* start Data provided *

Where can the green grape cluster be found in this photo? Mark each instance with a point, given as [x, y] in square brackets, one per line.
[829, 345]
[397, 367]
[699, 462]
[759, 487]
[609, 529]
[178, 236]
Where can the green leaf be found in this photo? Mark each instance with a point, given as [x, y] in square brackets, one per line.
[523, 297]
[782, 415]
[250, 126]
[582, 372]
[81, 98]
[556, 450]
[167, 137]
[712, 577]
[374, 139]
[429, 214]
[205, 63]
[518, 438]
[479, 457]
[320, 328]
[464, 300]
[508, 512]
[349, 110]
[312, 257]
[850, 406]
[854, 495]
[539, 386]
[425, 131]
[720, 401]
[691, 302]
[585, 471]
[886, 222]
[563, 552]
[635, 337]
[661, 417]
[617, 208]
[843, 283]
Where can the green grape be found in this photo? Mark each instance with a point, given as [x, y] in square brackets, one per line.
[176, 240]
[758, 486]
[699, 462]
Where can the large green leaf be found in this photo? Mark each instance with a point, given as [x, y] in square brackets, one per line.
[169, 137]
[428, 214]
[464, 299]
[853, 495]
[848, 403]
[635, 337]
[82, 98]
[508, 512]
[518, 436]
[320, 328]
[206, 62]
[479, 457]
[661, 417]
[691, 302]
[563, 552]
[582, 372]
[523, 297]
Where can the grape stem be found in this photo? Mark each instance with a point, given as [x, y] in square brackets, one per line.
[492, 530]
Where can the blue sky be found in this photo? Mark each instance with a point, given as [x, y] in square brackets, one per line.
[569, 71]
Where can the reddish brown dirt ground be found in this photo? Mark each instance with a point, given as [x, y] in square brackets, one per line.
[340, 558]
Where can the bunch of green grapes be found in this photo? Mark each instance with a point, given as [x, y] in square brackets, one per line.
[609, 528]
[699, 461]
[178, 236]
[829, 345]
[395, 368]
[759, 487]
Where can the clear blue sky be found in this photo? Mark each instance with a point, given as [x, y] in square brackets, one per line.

* end Data provided *

_Exercise_. Copy out every row above word for word, in the same order.

_Output for this task_.
Where can the green grape cluster be found in this photo? Mark each instance with a point, given as [x, y] in square brackets, one per line.
[829, 345]
[397, 367]
[699, 462]
[759, 487]
[609, 529]
[178, 236]
Where can the green leaf be found in this photo? Mark each instance with a point, given as [x, y] in square brackets, one per line.
[523, 297]
[782, 415]
[250, 126]
[582, 372]
[81, 98]
[556, 450]
[167, 137]
[712, 577]
[374, 139]
[429, 214]
[205, 63]
[518, 438]
[479, 457]
[320, 328]
[464, 300]
[508, 512]
[349, 110]
[312, 257]
[850, 406]
[854, 495]
[539, 386]
[425, 131]
[720, 401]
[691, 302]
[585, 471]
[886, 222]
[563, 552]
[635, 337]
[661, 417]
[617, 208]
[843, 283]
Where can the green grape be found in this photo? Mark each instance with a point, given as [x, y] in square brackets, one per line.
[176, 240]
[758, 486]
[699, 462]
Where can the large green leaf be found in this photo? Mark each instance with a point, given as [x, y] in square brackets, one per line.
[169, 137]
[428, 214]
[464, 299]
[853, 495]
[848, 403]
[635, 337]
[82, 98]
[508, 512]
[518, 436]
[320, 328]
[206, 62]
[479, 457]
[661, 417]
[691, 302]
[563, 552]
[582, 372]
[523, 297]
Where can the grape stem be found in this photo? Mark each instance with a point, given as [x, y] in square brackets, one per line.
[492, 530]
Where can the blue sky be found in this photo? Mark each instance with a point, given as [x, y] in square brackets, one per line.
[569, 71]
Where can the reddish brown dirt ground be found in this photo? Mark each instance with a point, given as [x, y] in square brackets, one per line.
[340, 558]
Where can the bunch of green grapes be found in this photo? Mark each instance with a point, given as [x, y] in square brackets, one per line.
[609, 528]
[699, 461]
[178, 236]
[829, 345]
[395, 368]
[759, 487]
Where can the clear blue sky be found in this photo? Mark each instance with a point, given as [x, y] in square brackets, one per line.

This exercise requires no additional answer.